3.6.2.1 Nerve impulses (A-level only)

Question 1

How is the resting potential maintained across a neurone cell membrane?

Answer 1

1. Sodium-potassium pumps move sodium ions out of the neurone but membrane is impermeable to Na+ so they can’t diffuse back in
   => creates a Na+ electrochemical gradient as there are more positive Na+ ions outside of cell than inside.
2. K+ also moved into neurone by pump, but the membrane is permeable to K+ so they diffuse back out via K+ ion channels.
3. => outside of the cell is more positively charged compared to the outside.

Question 2

How does a stimulus trigger an action potential?

Answer 2

1. Stimulus - excites neurone cell membrane, causing Na+ ion channels to open —> membrane becomes more permeable to Na+ - diffuse down electrochemical gradient => inside of neurone now less negative.
2. Depolarisation - If potential difference reaches threshold (-55mV), more Na+ ion channels open —> more Na+ diffuse rapidly into the neurone.
3. Repolarisation - at a potential difference of around +30mV, the Na+ channels close and K+ channels open - membrane more permeable to K+ which diffuse out of the neurone down the K+ concentration gradient => membrane begins to return to resting potential.
4. Hyperpolarisation - K+ channels are slow to close - slight overshoot where too many K+ diffuse out of neurone => pd becomes more negative than resting potential.
5. Resting potential - the ion channels are reset. Na+/K+ pump returns membrane to its resting potential and maintains it until membrane excited by another stimulus.

Question 3

What is the refractory period?

Answer 3

= Period in which cell membrane cannot be excited again immediately after an action potential —> because ion channels are recovering and can’t be made to open —> Na+ channels closed during repolarisation and K+ channels closed after hyperpolarisation.

[Dataset excerpts]

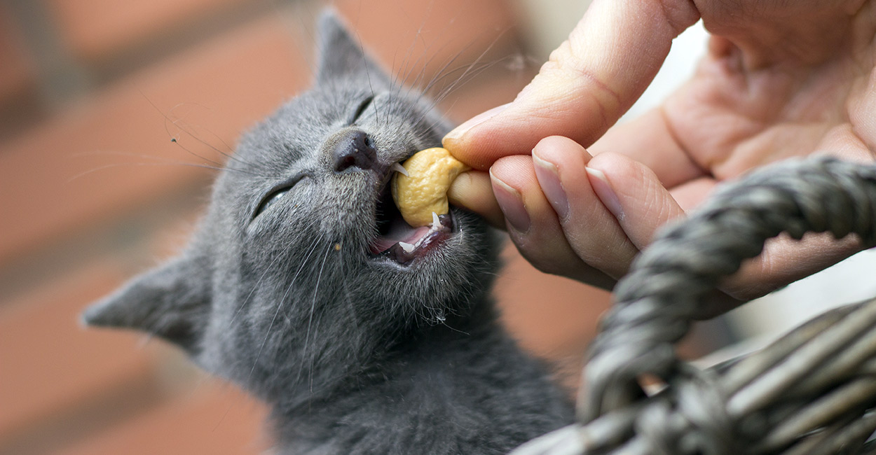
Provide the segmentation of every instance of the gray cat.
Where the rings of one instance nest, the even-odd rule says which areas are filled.
[[[484,222],[453,208],[415,229],[387,191],[448,123],[332,13],[319,25],[315,86],[243,137],[186,250],[85,321],[162,337],[268,402],[281,453],[498,454],[570,423],[497,321]]]

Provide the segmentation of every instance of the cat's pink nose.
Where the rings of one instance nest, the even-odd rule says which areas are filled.
[[[350,130],[337,141],[335,148],[335,172],[340,172],[351,167],[363,171],[378,165],[378,150],[371,137],[363,131]]]

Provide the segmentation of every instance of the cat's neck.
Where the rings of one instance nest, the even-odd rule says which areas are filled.
[[[393,438],[406,429],[407,437],[459,444],[478,434],[519,430],[519,423],[509,416],[540,419],[530,423],[536,432],[570,418],[567,399],[542,366],[518,347],[495,318],[484,317],[458,328],[430,326],[398,345],[373,371],[348,378],[330,393],[323,390],[292,406],[277,403],[274,422],[281,444],[292,453],[346,453],[367,437],[373,452],[390,453],[381,452],[380,438],[386,447],[403,444]],[[548,417],[545,409],[553,409]],[[471,428],[447,428],[466,424],[459,419],[472,419]],[[412,431],[411,425],[419,430]],[[420,445],[407,443],[400,446]]]

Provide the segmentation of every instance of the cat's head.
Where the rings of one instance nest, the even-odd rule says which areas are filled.
[[[156,334],[271,396],[277,378],[320,384],[484,304],[496,248],[483,220],[451,208],[413,228],[387,187],[392,164],[440,145],[447,122],[332,13],[319,31],[314,86],[244,136],[187,249],[87,323]]]

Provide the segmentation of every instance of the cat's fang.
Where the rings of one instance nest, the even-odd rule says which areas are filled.
[[[407,170],[405,169],[405,166],[401,165],[399,163],[392,163],[391,169],[405,177],[411,177],[411,174],[407,173]]]

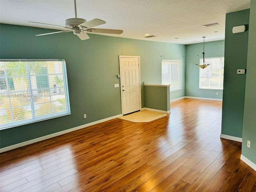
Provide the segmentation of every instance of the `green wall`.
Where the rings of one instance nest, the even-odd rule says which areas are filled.
[[[205,56],[206,58],[224,56],[224,40],[206,42]],[[186,96],[221,99],[222,90],[199,88],[200,68],[196,66],[196,64],[198,64],[200,58],[202,58],[203,48],[202,43],[186,46]],[[216,92],[218,92],[218,95],[216,94]]]
[[[246,69],[250,9],[226,14],[224,87],[222,134],[242,138],[246,74],[238,74]],[[233,27],[246,25],[246,31],[233,34]]]
[[[242,154],[256,165],[256,1],[251,1]],[[246,146],[247,140],[251,148]]]
[[[82,41],[72,33],[35,36],[53,31],[1,24],[0,58],[66,60],[71,112],[0,131],[1,148],[121,114],[120,90],[114,88],[120,83],[116,77],[119,55],[140,57],[142,107],[145,107],[143,82],[161,84],[161,60],[184,59],[186,54],[186,46],[178,44],[91,34]],[[184,93],[180,91],[178,97]]]

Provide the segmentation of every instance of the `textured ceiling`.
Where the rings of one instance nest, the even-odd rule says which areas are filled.
[[[76,6],[78,18],[88,21],[97,18],[106,22],[96,28],[124,30],[121,35],[110,36],[187,44],[202,42],[205,36],[206,42],[224,39],[226,14],[250,8],[250,2],[77,0]],[[74,17],[73,0],[0,0],[1,23],[60,30],[28,21],[65,26],[66,19]],[[202,26],[216,22],[221,24]],[[156,37],[146,38],[145,34]]]

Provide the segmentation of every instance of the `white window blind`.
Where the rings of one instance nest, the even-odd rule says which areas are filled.
[[[70,114],[65,60],[0,60],[0,130]]]
[[[170,85],[170,91],[182,88],[182,60],[162,60],[162,83]]]
[[[205,58],[206,63],[210,64],[206,68],[199,68],[199,88],[223,89],[224,76],[224,57]],[[200,59],[202,64],[203,59]]]

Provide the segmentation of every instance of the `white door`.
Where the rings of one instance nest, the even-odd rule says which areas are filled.
[[[140,58],[120,56],[119,58],[122,112],[125,115],[140,110]]]

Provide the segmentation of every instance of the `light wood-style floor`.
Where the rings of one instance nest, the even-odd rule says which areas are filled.
[[[149,123],[120,119],[1,154],[1,192],[256,191],[222,102],[184,99]]]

## Apply what you read
1 – Write out the nerve impulse notes from "3.6.2.1 Nerve impulses" to "cell than inside.".
2 – Pick up the nerve impulse notes after their final sentence and carry them on.

## Results for the exercise
1 –
3.6.2.1 Nerve impulses (A-level only)

Question 1

How is the resting potential maintained across a neurone cell membrane?

Answer 1

1. Sodium-potassium pumps move sodium ions out of the neurone but membrane is impermeable to Na+ so they can’t diffuse back in
   => creates a Na+ electrochemical gradient as there are more positive Na+ ions outside of cell than inside.

2 –
Question 4

What is the significance of the refractory period?

Answer 4

Acts as a time delay between one action potential and the next:

1. Action potentials don’t overlap, but pass along as discrete (separate) impulses.
2. Limit to frequency at which the nerve impulses can be transmitted.
3. Action potentials are unidirectional (only travel in one direction).

Question 5

Draw a graph of potential difference across membrane (y) vs time (x). Label the 5 stages.

Answer 5

1. Stimulus just as pd increases.
2. Depolarisation on steep +ive gradient.
3. Repolarisation on steep -ve gradient.
4. Hyperpolarisation on dip.
5. Resting potential when back to normal level.

Question 6

How does the action potential travel along the neurone?

Answer 6

1. Some Na+ that enter the neurone diffuse sideways.
2. Na+ channels in the next region of the neurone open as a result and Na+ diffuse into that part
3. Causing a wave of depolarization to travel along the neurone.
4. Wave moves away from the parts of the membrane in the refractory period as these parts can’t fire an action potential.

Question 7

Comment on the all or nothing nature of action potentials.

Answer 7

1. Once the threshold level is reached, an action potential will always fire with the same change in voltage, no matter how big the stimulus is.
2. If the threshold isn’t reached an action potential won’t fire => all or nothing nature.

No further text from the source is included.